Text classification beyond the keyword dependency and inferring the actual meaning

If the data you posted is representative of the classes you're trying to distinguish, keyword based features might not be the most effective. It looks like some terms that are sometimes treated as stop-words will be very good cues as to what is Private and what is Public.

You mention pronouns, I think that's likely still a good avenue forward. If you're using unigram/bag-of-words kinds of features, make sure your vectorizer is not removing them.

Doing a count of instances of first person pronouns (I, my, I've, mine) gives 13 for the Private case and 2 for the Public case.

The Public example has second person pronouns (e.g. you) where the first example doesn't. So maybe features about counts or smoothed ratios of first to second person pronouns would be effective.

If you have syntactic structure or are keeping track of positional information through n-grams or a similar representation, then features involving first-person pronouns and your keywords may be effective.

Also, verb-initial sentence structures (Don't be ..., Having an...) are characteristic of second-person directed language and may show up more in the public than the private text.

One last speculative thought: The sentiment of the two passages is pretty different, so if you have access to sentiment analysis, that might provide additional cues. I would expect the Public class would be more neutral that the Private class.

Plugging your Public example into the Watson Tone Analyzer demo gives this notable result:

{
  "sentence_id": 3,
  "text": "I am now scared and afraid of cancer.",
  "tones": [
    {
      "score": 0.991397,
      "tone_id": "fear",
      "tone_name": "Fear"
    }
  ]
},

The Public statement also contains a fear-tagged sentence, but it's not scored as highly, is accompanied by other annotations, and contains an explicit negation in the sentence. So it might be worthwhile to leverage those as features as well.

"sentences_tone": [
    {
      "sentence_id": 0,
      "text": "Don’t be scared and do not assume anything bad as cancer.",
      "tones": [
        {
          "score": 0.874498,
          "tone_id": "fear",
          "tone_name": "Fear"
        },
        {
          "score": 0.786991,
          "tone_id": "tentative",
          "tone_name": "Tentative"
        },
        {
          "score": 0.653099,
          "tone_id": "analytical",
          "tone_name": "Analytical"
        }
      ]
    },

Those are only vaguely described, as whole process is task specific. You may want to look at those and take some inspiration though.

General tips

• Start with simpler models (as you seem to be doing) and gradually increase their complexity if the results are unsatisfactory. You may want to try well-known Random Forest and xgboost before jumping towards neural networks

Data tips

Few quick points that might help you:

• You don't have too many data points. If possible, I would advise you to gather more data from the same (or at least very similar) source/distribution, it would help you the most in my opinion.

===

- To do
1) In the text classification answer, how many first-person pronouns does the count find in the Private case?
2) Carry on the text classification answer past its final sentence.
You won't need the listing to do this.

===

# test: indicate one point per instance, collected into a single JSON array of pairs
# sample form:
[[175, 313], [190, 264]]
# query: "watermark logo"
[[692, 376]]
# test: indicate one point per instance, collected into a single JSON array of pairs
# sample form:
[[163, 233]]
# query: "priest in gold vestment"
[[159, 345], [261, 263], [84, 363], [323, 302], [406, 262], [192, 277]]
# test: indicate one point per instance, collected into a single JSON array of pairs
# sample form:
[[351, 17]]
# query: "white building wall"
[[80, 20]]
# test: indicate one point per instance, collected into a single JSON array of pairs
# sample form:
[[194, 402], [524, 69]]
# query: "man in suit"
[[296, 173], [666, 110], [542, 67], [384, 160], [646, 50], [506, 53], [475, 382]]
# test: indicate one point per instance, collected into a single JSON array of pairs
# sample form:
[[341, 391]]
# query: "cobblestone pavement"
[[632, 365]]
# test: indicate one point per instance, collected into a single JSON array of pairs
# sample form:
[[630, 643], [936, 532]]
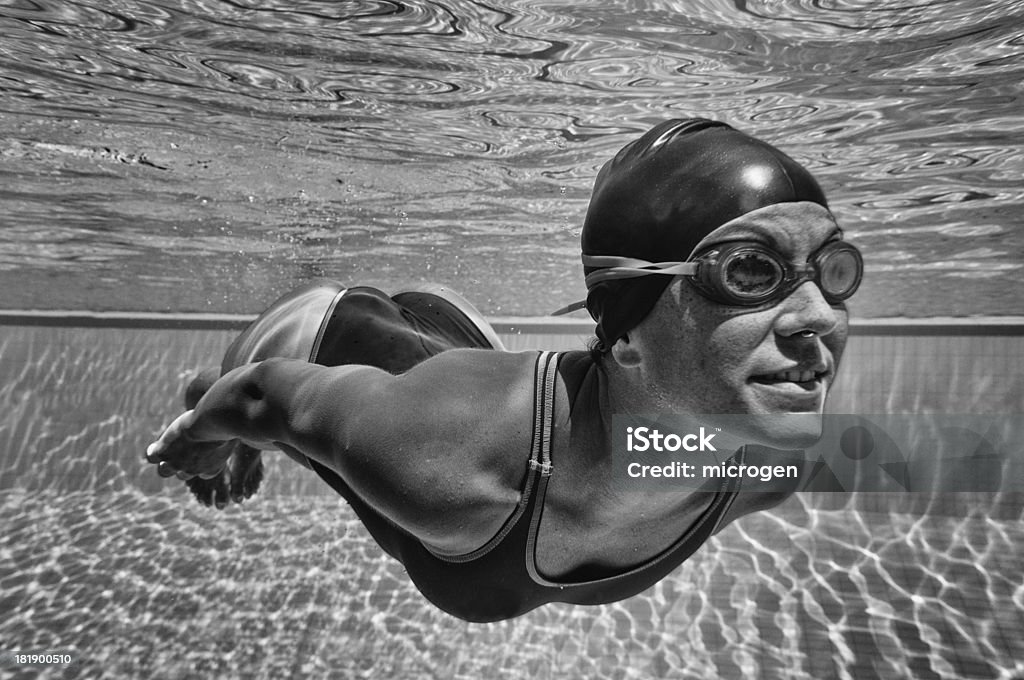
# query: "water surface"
[[210, 155]]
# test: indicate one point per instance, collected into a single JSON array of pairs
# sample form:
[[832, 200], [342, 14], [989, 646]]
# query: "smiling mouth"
[[803, 378]]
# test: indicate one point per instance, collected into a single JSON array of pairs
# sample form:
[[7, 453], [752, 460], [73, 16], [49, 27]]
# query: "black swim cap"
[[667, 190]]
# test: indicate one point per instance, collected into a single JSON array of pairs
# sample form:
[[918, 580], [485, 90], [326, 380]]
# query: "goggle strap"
[[627, 267]]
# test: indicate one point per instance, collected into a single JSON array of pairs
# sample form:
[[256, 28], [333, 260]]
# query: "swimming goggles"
[[743, 273]]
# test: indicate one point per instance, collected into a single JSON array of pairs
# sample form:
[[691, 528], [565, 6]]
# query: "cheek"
[[733, 344]]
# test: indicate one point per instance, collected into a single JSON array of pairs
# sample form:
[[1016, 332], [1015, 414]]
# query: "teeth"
[[794, 376]]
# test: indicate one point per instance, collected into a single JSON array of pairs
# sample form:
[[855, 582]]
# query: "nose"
[[806, 310]]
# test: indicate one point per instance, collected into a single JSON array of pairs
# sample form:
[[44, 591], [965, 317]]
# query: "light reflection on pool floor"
[[152, 586]]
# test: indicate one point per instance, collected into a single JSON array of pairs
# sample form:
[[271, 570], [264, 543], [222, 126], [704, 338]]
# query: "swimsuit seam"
[[538, 453]]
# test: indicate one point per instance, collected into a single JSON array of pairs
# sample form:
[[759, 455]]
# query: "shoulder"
[[442, 449]]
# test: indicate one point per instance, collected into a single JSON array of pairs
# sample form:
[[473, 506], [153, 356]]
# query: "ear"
[[625, 353]]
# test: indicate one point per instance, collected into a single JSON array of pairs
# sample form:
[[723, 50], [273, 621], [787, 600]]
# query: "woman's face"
[[705, 357]]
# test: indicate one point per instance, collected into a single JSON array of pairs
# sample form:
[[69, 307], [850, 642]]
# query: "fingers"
[[164, 450]]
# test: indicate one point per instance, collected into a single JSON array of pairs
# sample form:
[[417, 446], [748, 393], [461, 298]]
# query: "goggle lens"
[[751, 273], [839, 272], [747, 273]]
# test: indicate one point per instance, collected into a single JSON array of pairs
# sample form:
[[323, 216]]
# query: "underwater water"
[[102, 559], [206, 156]]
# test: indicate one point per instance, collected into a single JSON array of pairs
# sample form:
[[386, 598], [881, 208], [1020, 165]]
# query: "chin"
[[785, 430]]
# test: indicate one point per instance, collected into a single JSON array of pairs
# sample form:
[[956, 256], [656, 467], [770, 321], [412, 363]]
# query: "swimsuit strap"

===

- Task responses
1) 13

2)
• Improve representation of your data (more details below), second/first best option.
• You could try stemming/lemmatization (from nltk or spaCy but I don't think it will help in this case, might leave this one out.

Data representation

I assume you current representation is Bag Of Words or TF-IDF. If you haven't tried the second one, I advise you to do it before delving into more complicated (or is it?) stuff. You could easily do it with sklearn's TfidfVectorizer.

If the results are unsatisfactory (and you have tried Random Forest/xgboost (or similar like LightGBM from Microsoft), you should move on to semantic representation in my opinion.

Semantic representation

As you mentioned, there is a representation created by word2vec or Doc2Vec algorithms (I would leave the second one, it will not help probably).

You may want to separate your examples into sentences and add token like <eos> to represent the of sentence, it might help neural network learn.

On the other hand, there are others, which would probably be a better fit for your task like BERT. This one is context dependent, meaning a token I would be represented slightly different based on the words around it (as this representation is trainable, it should fit your task well).

Flair library offers nice and intuitive approach to this problem if you wish to go with PyTorch. If you are on the Tensorflow side, they have Tensorflow Hub, which also has State Of The Art embeddings for you to use easily.

Neural Networks

If it comes to the neural networks, start with simple recurrent model classifier and use either GRU or LSTM cell (depending on framework of choice, their semantics differ a bit).

If this approach is still unsatisfactory, you should look at Attention Networks, Hierarchical Attention Networks (one attention level per sentence, and another one for the whole document) or convolution based approaches.

Those approaches will take you a while and span quite some topics for you to try, one combination of those (or more) will probably work nicely with your task.